* _Text_
Both of my parents dabbled in Weight Watchers during its analog years. Before the SmartPoints, the app, and the New York Times think pieces, members recorded their meals in pocket trackers and attended weigh-ins in actual church basements. At least once a week, they were required to eat a serving of liver, the one dish my mother refused to cook in her own kitchen. And so it came to be that, at least once a week, we headed to our nearest MCL cafeteria.
The Indianapolis chain, founded in 1950 by Charles O. McGaughey and George Laughner (whose last names formed the initialism MCL), had a steam tray dedicated to liver and onions that allowed Mom and Dad to fulfill their organ-meat obligation. During those weekly outings, I tore through the rest of the cafeteria line like a robber baron, scooting my tray along the metal tracks, grabbing up tiny chilled dishes of cubed Jell-O, glazed strawberries, cucumber salad, and paprika-dusted deviled eggs before I even rounded the corner to the hot entrees.
I could have fried chicken or chicken and noodles, an enormous plank of fish almondine with tartar sauce, meatloaf, sliced turkey, ham and beans, or roast beef carved to order under the heat lamp’s warm glow. Then, on to my sides of choice: always mashed potatoes covered in white gravy and green beans, plus an accompaniment of sweet, earthy Harvard beets if they had them. There were precision-cut slices of pie, from the basic cherry to the showboating coconut cream with its ridiculous meringue bouffant to my beloved sugar cream. And the rolls. My god, the rolls—those warm, yeasty cloverleaves that looked like tiny chef’s hats to be pulled apart and slathered in pats of butter. At the end of the line, my tray heaving with comfort food, a cashier would tally up the dishes: Hoosier dim sum.

* _Extracted data_

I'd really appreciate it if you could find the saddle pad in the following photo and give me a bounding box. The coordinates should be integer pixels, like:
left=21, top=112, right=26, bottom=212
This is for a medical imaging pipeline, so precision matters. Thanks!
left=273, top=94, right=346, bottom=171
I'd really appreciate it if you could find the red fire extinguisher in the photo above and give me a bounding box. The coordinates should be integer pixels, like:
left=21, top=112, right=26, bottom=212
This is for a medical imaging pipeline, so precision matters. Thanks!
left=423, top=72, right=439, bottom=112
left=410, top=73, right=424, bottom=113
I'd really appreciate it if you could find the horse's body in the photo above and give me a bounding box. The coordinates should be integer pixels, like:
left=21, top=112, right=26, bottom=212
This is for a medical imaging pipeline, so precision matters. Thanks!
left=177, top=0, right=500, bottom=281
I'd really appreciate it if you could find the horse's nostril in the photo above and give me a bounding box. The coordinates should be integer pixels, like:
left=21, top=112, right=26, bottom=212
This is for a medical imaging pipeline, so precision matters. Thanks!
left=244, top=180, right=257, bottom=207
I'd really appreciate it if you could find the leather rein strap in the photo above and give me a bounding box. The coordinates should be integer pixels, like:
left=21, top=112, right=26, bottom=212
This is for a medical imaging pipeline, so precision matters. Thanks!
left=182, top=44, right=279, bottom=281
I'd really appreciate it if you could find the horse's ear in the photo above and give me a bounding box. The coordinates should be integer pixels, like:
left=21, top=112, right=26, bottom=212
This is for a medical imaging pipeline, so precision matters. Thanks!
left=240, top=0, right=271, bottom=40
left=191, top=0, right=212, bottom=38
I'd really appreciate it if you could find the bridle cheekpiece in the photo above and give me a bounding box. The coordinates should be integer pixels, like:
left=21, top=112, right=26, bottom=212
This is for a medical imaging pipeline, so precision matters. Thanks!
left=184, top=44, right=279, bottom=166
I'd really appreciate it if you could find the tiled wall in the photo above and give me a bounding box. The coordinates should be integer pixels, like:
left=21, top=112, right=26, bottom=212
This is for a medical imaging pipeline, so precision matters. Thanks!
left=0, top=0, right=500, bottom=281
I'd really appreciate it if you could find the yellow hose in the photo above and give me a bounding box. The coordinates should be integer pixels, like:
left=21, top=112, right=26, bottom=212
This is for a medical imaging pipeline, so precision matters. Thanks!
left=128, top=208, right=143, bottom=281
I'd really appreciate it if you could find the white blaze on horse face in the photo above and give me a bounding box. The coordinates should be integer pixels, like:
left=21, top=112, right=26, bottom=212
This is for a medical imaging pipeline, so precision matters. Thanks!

* _What is asked_
Return a portion of the cafeteria passage word for word, beginning at the words "I could have" and stopping after "Hoosier dim sum.". Draw only on the cafeteria passage, not on the items.

* _Exercise response_
I could have fried chicken or chicken and noodles, an enormous plank of fish almondine with tartar sauce, meatloaf, sliced turkey, ham and beans, or roast beef carved to order under the heat lamp’s warm glow. Then, on to my sides of choice: always mashed potatoes covered in white gravy and green beans, plus an accompaniment of sweet, earthy Harvard beets if they had them. There were precision-cut slices of pie, from the basic cherry to the showboating coconut cream with its ridiculous meringue bouffant to my beloved sugar cream. And the rolls. My god, the rolls—those warm, yeasty cloverleaves that looked like tiny chef’s hats to be pulled apart and slathered in pats of butter. At the end of the line, my tray heaving with comfort food, a cashier would tally up the dishes: Hoosier dim sum.